Gather each line in the items below that contains the word "blue" and copy those lines out.
## BEGIN MATERIAL
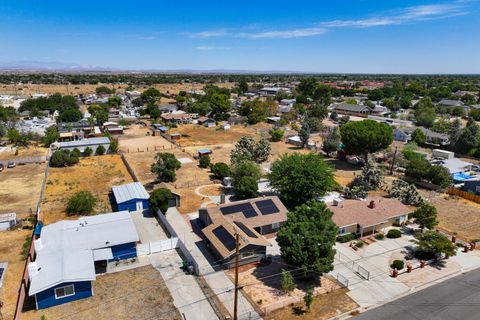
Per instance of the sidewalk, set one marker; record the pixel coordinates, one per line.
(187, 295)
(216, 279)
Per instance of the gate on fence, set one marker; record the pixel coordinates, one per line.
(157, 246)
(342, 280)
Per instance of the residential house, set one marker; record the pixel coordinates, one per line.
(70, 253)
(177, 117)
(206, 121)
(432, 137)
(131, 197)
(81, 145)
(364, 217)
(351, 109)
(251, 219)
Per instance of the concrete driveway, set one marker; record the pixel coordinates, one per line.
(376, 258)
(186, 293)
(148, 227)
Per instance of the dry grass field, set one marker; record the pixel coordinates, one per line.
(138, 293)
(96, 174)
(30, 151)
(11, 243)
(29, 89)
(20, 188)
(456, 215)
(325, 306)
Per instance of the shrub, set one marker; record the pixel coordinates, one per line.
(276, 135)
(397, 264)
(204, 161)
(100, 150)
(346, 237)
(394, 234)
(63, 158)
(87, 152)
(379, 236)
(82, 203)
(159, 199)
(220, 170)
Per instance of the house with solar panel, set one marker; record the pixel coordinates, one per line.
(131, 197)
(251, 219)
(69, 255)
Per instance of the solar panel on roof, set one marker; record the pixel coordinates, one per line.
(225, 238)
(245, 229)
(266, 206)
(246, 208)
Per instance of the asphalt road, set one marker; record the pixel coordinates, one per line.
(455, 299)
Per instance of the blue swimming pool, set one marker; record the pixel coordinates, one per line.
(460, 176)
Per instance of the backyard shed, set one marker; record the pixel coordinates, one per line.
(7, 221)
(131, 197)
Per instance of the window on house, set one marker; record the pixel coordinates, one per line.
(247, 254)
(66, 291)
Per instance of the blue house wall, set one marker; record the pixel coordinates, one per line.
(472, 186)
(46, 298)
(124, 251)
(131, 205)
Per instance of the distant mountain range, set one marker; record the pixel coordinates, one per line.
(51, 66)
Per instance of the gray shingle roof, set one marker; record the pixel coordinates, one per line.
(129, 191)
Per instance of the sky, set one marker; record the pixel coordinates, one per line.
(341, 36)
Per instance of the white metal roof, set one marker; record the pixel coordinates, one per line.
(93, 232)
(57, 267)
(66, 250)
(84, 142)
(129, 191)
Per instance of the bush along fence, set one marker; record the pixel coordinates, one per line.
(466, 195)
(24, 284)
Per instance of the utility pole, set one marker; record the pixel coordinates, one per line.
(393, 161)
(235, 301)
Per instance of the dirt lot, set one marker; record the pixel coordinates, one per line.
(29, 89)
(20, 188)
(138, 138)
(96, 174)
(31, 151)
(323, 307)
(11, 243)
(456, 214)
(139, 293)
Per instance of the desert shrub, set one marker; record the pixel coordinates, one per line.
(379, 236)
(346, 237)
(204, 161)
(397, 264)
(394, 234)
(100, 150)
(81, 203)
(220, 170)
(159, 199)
## END MATERIAL
## BEGIN MATERIAL
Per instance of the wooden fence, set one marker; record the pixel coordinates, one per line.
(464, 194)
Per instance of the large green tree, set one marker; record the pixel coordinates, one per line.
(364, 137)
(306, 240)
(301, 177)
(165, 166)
## END MATERIAL
## BEGIN MATERIAL
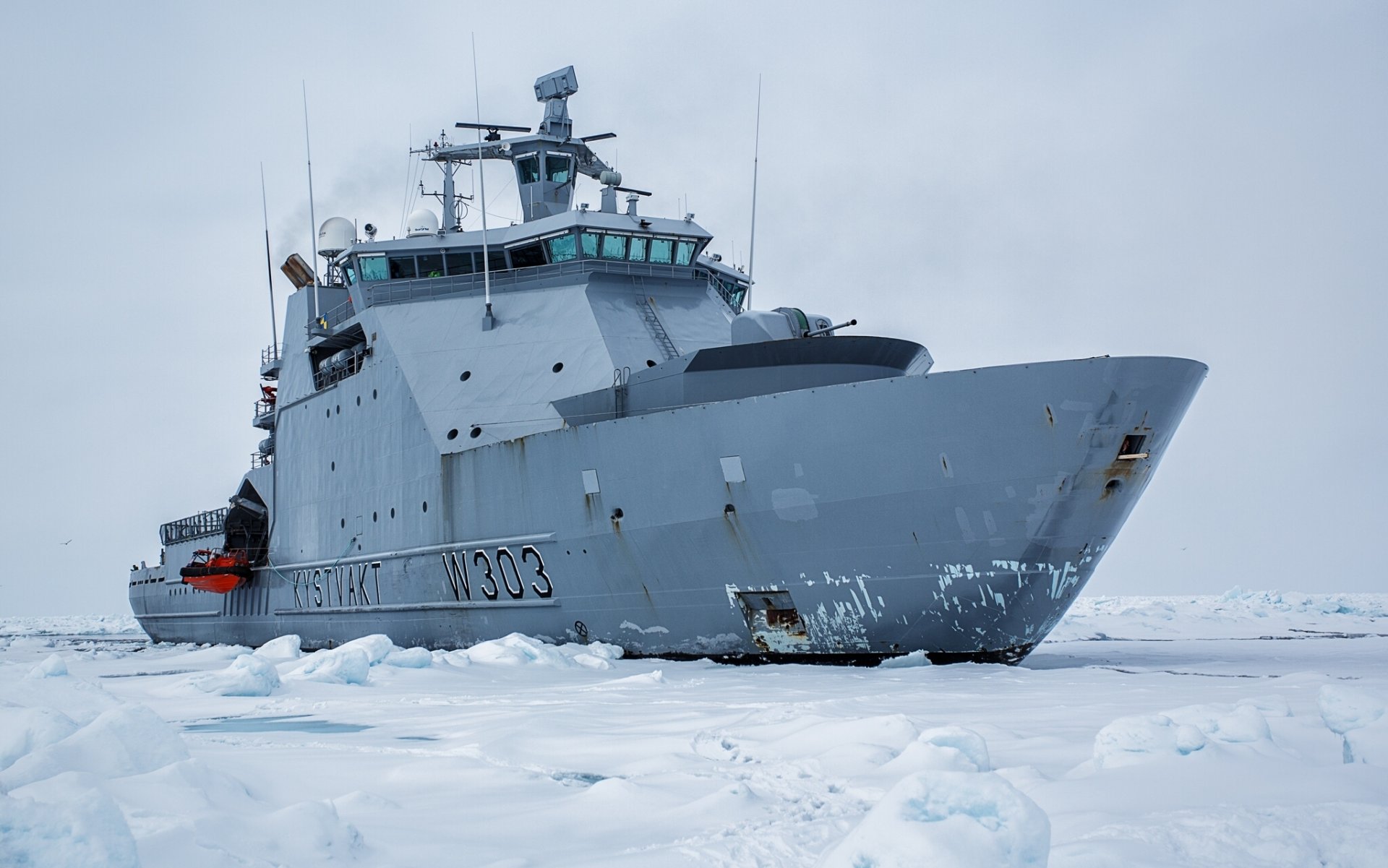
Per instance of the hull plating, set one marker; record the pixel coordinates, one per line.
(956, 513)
## END MATERIAL
FULL ANSWER:
Per instance of the blue swimming pool, set one marker; record the pixel coordinates, one per line.
Per instance of the blue house wall, set one marker; record the pixel coordinates, one per line.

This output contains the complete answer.